**Problem to work on:**
Rewrite every one of the rows below as a numbered list, leaving out any blank lines.

[Start of Records provided]

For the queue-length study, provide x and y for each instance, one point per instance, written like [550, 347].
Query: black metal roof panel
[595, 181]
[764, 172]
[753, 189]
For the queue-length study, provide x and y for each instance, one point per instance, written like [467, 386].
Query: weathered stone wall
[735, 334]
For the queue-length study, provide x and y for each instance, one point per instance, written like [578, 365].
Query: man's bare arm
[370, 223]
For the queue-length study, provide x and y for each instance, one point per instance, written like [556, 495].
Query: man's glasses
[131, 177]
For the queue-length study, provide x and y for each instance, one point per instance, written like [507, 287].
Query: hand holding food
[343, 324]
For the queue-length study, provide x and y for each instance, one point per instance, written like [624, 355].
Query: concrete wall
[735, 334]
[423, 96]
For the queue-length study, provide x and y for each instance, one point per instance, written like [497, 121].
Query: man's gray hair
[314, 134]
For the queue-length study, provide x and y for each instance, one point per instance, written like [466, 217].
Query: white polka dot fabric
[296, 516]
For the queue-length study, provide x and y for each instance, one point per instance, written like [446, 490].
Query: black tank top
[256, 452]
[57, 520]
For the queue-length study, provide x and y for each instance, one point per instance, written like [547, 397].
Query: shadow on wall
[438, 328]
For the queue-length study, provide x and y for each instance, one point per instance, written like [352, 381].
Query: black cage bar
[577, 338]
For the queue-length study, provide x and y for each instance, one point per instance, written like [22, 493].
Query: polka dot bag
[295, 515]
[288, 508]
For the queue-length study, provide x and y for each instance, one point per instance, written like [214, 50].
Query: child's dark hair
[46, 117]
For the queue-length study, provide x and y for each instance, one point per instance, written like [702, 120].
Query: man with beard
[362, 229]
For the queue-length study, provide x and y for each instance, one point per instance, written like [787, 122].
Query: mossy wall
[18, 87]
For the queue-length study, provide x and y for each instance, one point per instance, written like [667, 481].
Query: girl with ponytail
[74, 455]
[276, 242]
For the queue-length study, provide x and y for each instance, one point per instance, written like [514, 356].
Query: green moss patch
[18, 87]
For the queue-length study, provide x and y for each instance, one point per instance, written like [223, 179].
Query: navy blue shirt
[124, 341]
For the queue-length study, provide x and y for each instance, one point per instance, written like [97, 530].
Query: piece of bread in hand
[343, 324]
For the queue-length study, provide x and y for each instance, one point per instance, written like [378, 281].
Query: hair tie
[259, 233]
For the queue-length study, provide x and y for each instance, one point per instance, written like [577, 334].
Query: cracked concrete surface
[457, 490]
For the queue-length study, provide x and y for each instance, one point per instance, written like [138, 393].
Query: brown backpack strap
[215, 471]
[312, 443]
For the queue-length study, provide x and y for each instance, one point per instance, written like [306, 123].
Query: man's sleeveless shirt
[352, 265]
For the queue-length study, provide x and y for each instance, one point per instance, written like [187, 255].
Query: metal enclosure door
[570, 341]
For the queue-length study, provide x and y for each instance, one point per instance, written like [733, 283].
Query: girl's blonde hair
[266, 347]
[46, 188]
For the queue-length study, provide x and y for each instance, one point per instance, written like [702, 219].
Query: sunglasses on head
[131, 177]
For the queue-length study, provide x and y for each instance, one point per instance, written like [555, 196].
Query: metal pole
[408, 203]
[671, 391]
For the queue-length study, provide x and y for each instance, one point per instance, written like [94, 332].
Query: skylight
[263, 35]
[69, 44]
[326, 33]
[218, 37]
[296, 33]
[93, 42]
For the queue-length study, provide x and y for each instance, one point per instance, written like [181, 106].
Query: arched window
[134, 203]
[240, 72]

[End of Records provided]

**Answer to the task:**
1. For the queue-length study, provide x and y for each instance, one point per instance, written like [550, 347].
2. Query: black metal roof panel
3. [595, 181]
4. [764, 172]
5. [753, 189]
6. For the queue-length study, provide x and y for each instance, one point per instance, written like [467, 386].
7. Query: weathered stone wall
8. [735, 334]
9. For the queue-length study, provide x and y for each instance, one point per instance, written like [578, 365].
10. Query: man's bare arm
11. [370, 223]
12. For the queue-length study, provide x and y for each instance, one point per instance, written like [556, 495].
13. Query: man's glasses
14. [131, 177]
15. For the queue-length study, provide x and y for each instance, one point per instance, written like [507, 287].
16. Query: hand holding food
17. [343, 324]
18. For the queue-length study, provide x and y for each instance, one point per instance, written like [624, 355].
19. Query: concrete wall
20. [735, 334]
21. [423, 96]
22. For the queue-length study, provide x and y for each instance, one point per instance, written like [497, 121].
23. Query: man's gray hair
24. [314, 134]
25. For the queue-length study, provide x and y for each instance, one point per instance, written like [466, 217].
26. Query: white polka dot fabric
27. [296, 516]
28. For the queue-length study, provide x and y for each instance, one point per instance, written like [446, 490].
29. Query: black tank top
30. [256, 452]
31. [57, 520]
32. For the queue-length study, provide x and y for each instance, one point per instance, written like [547, 397].
33. Query: shadow on wall
34. [438, 328]
35. For the queue-length study, provide x and y for each instance, one point per instance, written like [352, 381].
36. Query: black cage bar
37. [577, 338]
38. For the queue-length study, provide x and y for each instance, one point per instance, written like [22, 493].
39. Query: polka dot bag
40. [295, 515]
41. [288, 508]
42. For the queue-length study, provide x and y for each instance, one point per instance, written like [214, 50].
43. Query: child's dark hair
44. [46, 117]
45. For the queue-length study, provide x and y for each instance, one point per instance, written like [702, 120].
46. Query: man with beard
47. [362, 229]
48. For the queue-length study, provide x and y for each instance, one point per instance, written like [787, 122].
49. Query: mossy wall
50. [18, 87]
51. For the queue-length study, provide x and y for each instance, one point per instance, written like [667, 481].
52. Query: girl with ponytail
53. [74, 455]
54. [276, 242]
55. For the queue-length study, provide x and y for each instance, one point per instance, written like [514, 356].
56. Query: green moss patch
57. [18, 87]
58. For the queue-length study, provide x and y for each instance, one point per instance, written like [223, 179].
59. Query: navy blue shirt
60. [124, 341]
61. For the queue-length study, provide x and y for each instance, one point per instance, written like [97, 530].
62. Query: piece of bread in hand
63. [343, 324]
64. For the queue-length study, provide x and y for each instance, one point per instance, written like [378, 281].
65. Query: hair tie
66. [259, 233]
67. For the queue-length study, provide x and y for each instance, one point per instance, written like [577, 334].
68. Query: cracked concrete surface
69. [457, 490]
70. For the queue-length study, provide x and y for each instance, one point per instance, written like [138, 393].
71. Query: brown backpack strap
72. [215, 471]
73. [312, 443]
74. For the queue-length study, provide x and y for each instance, one point per instance, written like [306, 123].
75. Query: man's sleeveless shirt
76. [352, 265]
77. For the queue-length study, provide x and y for each instance, one point per instance, written like [187, 255].
78. Query: metal enclosure door
79. [570, 341]
80. For the queue-length study, provide x and y for each instance, one point per instance, written like [733, 283].
81. Query: girl's blonde hair
82. [266, 347]
83. [46, 188]
84. For the queue-length study, provide x and y for each instance, one point per instance, written like [702, 219].
85. Query: sunglasses on head
86. [131, 177]
87. For the queue-length study, provide x and y for each instance, one point per instance, written like [555, 196].
88. Query: metal pole
89. [408, 203]
90. [671, 391]
91. For the queue-length study, provide x and y for each instance, one point per instance, written like [94, 332].
92. Query: skylight
93. [263, 35]
94. [69, 44]
95. [326, 33]
96. [218, 37]
97. [296, 33]
98. [93, 42]
99. For the queue-length study, provide x and y for each instance, one point per instance, written like [181, 106].
100. Query: arched window
101. [134, 203]
102. [240, 72]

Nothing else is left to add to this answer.